> The records
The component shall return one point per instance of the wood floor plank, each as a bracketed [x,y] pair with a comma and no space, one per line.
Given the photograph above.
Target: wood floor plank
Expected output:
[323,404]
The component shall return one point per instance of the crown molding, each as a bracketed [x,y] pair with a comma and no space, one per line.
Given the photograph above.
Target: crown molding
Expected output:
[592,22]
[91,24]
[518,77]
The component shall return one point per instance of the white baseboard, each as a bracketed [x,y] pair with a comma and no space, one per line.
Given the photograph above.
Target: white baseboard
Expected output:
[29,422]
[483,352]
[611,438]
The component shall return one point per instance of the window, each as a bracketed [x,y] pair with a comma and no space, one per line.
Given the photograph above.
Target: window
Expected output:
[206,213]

> Exercise instructions
Reproduce all of the entries above verbatim, without altering any character.

> The response
The component shall return one point per instance of the wood floor plank, each as a bracketed [x,y] pair with a comma and no space, one per line.
Given the photograph above.
Target: wood floor plank
Expected output:
[323,404]
The component shall return one point per instance of the crown molding, each as a bracketed [x,y] pair with a comma and no space, one per line.
Given the photograph above.
Target: crown molding
Expected output:
[592,22]
[91,24]
[518,77]
The component shall return one point per instance of the white baseboard, each as a bracketed [x,y] pair with a comma and no space, one per line.
Given the photograph above.
Target: white baseboard
Expected output:
[29,422]
[483,352]
[611,438]
The component shall return one point per instance of the window, each as a bracketed [x,y] pair with a comma and no space, one per line.
Given the photograph above.
Target: window
Expected output:
[206,213]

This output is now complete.